Restate word for word every line from the top of the data below down through the line that holds "positive clicks: (339, 194)".

Stored items
== Segment start ==

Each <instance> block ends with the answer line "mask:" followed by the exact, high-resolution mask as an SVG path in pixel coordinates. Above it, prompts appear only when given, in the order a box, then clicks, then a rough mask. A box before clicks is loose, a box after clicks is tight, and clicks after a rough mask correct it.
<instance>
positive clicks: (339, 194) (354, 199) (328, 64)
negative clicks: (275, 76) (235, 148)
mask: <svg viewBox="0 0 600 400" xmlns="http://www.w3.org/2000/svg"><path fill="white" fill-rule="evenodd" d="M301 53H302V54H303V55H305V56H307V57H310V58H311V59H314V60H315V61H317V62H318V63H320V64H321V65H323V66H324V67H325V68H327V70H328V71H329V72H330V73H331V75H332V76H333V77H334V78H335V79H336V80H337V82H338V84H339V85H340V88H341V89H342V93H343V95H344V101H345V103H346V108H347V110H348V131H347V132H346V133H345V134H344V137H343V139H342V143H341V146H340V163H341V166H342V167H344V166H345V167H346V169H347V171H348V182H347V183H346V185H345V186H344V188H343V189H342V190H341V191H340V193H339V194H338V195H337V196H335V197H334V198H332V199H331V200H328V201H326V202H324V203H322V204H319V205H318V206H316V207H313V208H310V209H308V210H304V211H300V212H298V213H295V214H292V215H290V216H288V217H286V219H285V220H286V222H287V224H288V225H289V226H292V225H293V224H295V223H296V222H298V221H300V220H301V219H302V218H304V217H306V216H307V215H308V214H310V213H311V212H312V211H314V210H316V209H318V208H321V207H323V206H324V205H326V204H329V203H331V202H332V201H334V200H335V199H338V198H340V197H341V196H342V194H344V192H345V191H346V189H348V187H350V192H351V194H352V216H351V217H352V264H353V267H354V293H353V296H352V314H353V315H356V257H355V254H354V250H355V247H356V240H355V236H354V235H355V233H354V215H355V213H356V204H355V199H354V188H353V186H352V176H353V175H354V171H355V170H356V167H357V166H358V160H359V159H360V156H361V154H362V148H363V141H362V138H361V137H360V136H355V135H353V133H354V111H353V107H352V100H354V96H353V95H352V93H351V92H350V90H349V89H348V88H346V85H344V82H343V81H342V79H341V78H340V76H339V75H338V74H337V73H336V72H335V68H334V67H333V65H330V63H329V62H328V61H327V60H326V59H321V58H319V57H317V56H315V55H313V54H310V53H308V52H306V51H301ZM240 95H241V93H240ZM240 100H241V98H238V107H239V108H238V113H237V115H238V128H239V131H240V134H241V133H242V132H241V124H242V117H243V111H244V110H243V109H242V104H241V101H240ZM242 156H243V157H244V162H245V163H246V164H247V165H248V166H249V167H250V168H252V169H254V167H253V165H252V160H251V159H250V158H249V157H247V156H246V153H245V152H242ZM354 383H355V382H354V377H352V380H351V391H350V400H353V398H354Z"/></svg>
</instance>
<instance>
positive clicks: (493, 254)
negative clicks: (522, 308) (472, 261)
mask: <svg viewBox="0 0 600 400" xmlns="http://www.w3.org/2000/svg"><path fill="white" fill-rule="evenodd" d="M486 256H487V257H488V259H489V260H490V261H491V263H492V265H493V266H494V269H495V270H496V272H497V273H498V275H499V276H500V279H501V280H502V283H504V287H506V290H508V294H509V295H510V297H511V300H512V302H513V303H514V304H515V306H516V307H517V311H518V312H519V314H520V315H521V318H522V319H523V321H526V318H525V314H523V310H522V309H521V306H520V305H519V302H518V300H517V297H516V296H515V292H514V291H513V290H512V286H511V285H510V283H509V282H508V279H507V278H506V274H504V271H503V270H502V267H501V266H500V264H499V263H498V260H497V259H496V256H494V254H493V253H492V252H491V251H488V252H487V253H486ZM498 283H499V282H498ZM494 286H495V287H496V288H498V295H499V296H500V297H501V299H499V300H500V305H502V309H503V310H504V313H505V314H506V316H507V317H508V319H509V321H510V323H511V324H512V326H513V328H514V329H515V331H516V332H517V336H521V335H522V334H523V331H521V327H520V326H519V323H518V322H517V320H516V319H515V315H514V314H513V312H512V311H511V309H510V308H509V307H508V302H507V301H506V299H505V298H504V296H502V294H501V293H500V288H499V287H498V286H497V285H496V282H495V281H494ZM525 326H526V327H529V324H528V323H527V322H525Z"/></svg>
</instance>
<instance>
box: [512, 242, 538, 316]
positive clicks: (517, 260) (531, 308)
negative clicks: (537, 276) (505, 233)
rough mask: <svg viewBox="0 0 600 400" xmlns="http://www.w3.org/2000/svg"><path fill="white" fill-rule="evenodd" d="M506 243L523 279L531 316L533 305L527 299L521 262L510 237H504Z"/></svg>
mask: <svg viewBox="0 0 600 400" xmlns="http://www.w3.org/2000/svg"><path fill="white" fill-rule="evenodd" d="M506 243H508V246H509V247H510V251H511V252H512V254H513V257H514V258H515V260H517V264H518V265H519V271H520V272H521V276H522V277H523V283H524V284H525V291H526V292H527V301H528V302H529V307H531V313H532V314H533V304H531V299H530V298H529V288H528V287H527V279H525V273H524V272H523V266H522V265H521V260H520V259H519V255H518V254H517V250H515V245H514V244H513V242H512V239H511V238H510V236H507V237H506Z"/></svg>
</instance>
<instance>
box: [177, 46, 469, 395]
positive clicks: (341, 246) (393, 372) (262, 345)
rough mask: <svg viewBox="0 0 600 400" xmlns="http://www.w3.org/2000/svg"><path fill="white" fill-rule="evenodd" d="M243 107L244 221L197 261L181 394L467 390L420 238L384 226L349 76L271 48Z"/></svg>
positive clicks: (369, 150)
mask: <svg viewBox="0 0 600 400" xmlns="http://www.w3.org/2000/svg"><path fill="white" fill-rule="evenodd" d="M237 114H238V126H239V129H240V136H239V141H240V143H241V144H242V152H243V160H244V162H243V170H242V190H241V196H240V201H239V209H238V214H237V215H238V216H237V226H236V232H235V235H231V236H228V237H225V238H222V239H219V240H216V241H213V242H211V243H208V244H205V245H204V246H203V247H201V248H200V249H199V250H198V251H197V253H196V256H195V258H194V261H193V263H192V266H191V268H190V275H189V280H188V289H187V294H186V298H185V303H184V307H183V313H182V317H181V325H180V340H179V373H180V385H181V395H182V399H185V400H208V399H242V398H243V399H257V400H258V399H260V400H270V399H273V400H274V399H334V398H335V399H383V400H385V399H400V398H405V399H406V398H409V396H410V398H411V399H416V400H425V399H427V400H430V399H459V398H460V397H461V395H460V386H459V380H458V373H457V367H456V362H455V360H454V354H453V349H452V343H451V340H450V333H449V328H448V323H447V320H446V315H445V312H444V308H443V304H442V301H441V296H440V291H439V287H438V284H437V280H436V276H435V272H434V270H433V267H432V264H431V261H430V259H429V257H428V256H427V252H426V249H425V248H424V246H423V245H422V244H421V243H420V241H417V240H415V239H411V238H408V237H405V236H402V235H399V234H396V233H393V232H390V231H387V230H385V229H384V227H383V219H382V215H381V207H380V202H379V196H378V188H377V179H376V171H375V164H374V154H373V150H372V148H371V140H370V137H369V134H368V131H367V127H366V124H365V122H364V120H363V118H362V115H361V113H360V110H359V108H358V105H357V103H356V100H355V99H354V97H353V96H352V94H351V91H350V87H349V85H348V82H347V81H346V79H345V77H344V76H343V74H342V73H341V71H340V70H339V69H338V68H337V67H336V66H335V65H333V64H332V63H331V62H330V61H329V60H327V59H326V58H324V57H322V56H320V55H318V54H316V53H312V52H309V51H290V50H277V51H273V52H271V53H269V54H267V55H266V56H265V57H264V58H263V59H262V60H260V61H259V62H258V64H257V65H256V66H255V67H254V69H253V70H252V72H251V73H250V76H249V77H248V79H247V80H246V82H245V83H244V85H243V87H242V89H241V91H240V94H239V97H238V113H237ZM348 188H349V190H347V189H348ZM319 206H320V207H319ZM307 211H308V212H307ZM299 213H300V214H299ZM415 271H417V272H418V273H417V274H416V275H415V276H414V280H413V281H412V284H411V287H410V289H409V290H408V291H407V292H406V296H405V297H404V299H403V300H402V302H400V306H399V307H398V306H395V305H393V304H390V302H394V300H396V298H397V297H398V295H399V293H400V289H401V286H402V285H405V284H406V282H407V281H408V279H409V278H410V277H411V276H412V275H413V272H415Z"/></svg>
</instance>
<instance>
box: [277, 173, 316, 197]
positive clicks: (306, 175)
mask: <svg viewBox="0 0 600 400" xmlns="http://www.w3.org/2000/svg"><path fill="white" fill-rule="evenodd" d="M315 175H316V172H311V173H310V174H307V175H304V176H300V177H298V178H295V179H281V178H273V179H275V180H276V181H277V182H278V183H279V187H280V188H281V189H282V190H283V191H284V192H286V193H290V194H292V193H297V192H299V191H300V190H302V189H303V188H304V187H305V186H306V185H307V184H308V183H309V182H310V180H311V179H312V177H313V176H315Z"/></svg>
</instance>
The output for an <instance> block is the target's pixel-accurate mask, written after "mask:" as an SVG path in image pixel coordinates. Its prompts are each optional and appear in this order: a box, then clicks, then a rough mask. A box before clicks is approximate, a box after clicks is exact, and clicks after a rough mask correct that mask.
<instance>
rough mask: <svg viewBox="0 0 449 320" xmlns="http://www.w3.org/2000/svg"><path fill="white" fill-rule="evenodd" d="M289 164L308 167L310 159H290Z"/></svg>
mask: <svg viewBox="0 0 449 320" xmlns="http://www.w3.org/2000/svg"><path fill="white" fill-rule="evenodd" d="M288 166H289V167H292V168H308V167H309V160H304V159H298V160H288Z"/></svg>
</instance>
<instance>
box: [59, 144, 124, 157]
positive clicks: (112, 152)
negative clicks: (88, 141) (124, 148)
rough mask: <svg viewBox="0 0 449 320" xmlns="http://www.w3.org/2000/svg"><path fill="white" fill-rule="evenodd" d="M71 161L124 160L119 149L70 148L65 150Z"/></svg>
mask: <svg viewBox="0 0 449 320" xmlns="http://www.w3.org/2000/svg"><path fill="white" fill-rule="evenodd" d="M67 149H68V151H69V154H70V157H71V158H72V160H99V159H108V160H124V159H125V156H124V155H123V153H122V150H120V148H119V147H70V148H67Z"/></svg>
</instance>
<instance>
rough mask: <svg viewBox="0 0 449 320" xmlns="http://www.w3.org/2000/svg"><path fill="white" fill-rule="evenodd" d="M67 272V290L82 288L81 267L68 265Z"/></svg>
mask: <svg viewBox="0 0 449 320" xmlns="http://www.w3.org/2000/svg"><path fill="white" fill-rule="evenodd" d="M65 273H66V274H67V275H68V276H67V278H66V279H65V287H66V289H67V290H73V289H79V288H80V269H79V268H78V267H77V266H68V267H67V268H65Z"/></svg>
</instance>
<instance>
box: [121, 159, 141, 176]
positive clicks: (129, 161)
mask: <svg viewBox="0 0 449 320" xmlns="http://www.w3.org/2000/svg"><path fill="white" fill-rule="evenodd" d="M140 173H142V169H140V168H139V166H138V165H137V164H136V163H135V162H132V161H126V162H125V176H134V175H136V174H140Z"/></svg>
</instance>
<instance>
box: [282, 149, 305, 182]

== Segment end ==

§ **SOLUTION TO THIS TASK**:
Each <instance> block ends with the answer line "mask:" followed by the exact, high-resolution mask as an SVG path in pixel coordinates. Above it, prompts appear only when given, in the order a box, then clicks, then a rough mask. A box before clicks is loose, a box after clicks is tight, and clicks after a rough mask correct it.
<instance>
positive clicks: (339, 194) (354, 199) (328, 64)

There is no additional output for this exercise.